*Приведённый отрывок:*
+ + +

И тут водитель, который не просто из любезности взялся нас подбросить, нет, он работает на картине, получает зарплату и всё такое, – вот этот водитель бьет по тормозам, останавливается и говорит: “Я что-то не понял, вам что главнее – здоровье человека или какой-то культур-мультур?” Тут-то мы поняли, что то, чем мы занимаемся, – не самое главное, и покорно потряслись в больницу, там прождали водителя часа полтора-два и лишь потом поехали на площадку. Надо ли говорить, что больница и съемочная площадка находились в разных концах, так что, когда мы приехали, стемнело, и съемочный день кончился. Но это никого не удивило.

Было чуть ли не в порядке вещей, когда съемочный день срывался. По разным причинам. Но чаще из-за отсутствия в Таджикистане такого понятия как дорога. К примеру, выезжаем мы на съемку пятью машинами, с грузовиками, которые везут все костюмы и весь реквизит, потому что неизвестно, что сегодня понадобится Бахтику, с артистическими вагончиками, которые больше похожи на вчерашние наркопритоны или бордели, с дрессировщиком Валерой и всем его подопечным зверьем… И вот эти пять машин едут по дороге, которая внезапно разветвляется и превращается в пять дорог. И никто не знает, куда ехать: навигаторов и GPS еще не существует. Мы колесим, колесим и, в конце концов, встречаемся на точке, где должна проходить съемка. И солнце садится. Съемочный день окончен. И мы возвращаемся.

+ + +

*Исходные записи:*
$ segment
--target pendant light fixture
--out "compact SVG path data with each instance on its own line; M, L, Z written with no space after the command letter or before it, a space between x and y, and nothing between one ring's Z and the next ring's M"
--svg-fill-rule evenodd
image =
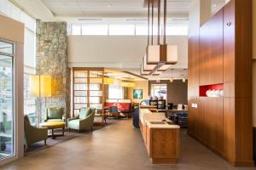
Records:
M154 4L157 1L158 8L158 41L157 44L154 44L153 41L153 25L154 25ZM163 33L163 43L160 44L160 0L148 0L148 46L146 49L146 55L143 57L143 65L142 65L142 71L150 71L148 75L158 76L163 71L170 68L172 65L175 65L177 62L177 46L166 44L166 0L164 0L164 33ZM149 45L149 21L150 21L150 4L151 4L151 44ZM143 72L142 72L143 74Z
M173 71L173 69L172 69L171 71L172 71L172 73L171 73L172 74L172 77L170 78L170 82L173 82L173 76L172 76L172 71Z

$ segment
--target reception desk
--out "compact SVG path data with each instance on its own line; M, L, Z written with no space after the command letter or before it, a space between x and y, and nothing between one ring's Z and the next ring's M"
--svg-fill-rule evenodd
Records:
M140 129L151 162L177 163L180 152L180 127L166 119L165 113L140 109Z

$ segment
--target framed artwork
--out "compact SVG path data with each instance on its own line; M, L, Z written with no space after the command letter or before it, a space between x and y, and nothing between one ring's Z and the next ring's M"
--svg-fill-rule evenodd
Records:
M133 99L143 99L143 89L133 89Z

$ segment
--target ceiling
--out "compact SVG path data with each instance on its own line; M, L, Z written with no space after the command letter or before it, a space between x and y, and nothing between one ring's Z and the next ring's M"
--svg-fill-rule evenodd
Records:
M170 69L160 76L139 76L140 71L138 69L105 69L105 76L123 81L144 81L148 80L169 80L171 77L173 79L188 78L187 69Z
M13 0L14 1L14 0ZM15 0L20 1L20 0ZM59 20L70 23L147 23L144 0L38 0ZM214 13L224 0L212 0ZM189 24L191 0L167 0L170 24ZM114 18L114 21L111 19ZM109 23L108 23L109 24Z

+ + +

*Задание:*
Воспроизведите дословно участок отрывка о киносъемках в Таджикистане от «Было чуть ли» до «окончен. И мы возвращаемся.» включительно.

*Ответ:*
Было чуть ли не в порядке вещей, когда съемочный день срывался. По разным причинам. Но чаще из-за отсутствия в Таджикистане такого понятия как дорога. К примеру, выезжаем мы на съемку пятью машинами, с грузовиками, которые везут все костюмы и весь реквизит, потому что неизвестно, что сегодня понадобится Бахтику, с артистическими вагончиками, которые больше похожи на вчерашние наркопритоны или бордели, с дрессировщиком Валерой и всем его подопечным зверьем… И вот эти пять машин едут по дороге, которая внезапно разветвляется и превращается в пять дорог. И никто не знает, куда ехать: навигаторов и GPS еще не существует. Мы колесим, колесим и, в конце концов, встречаемся на точке, где должна проходить съемка. И солнце садится. Съемочный день окончен. И мы возвращаемся.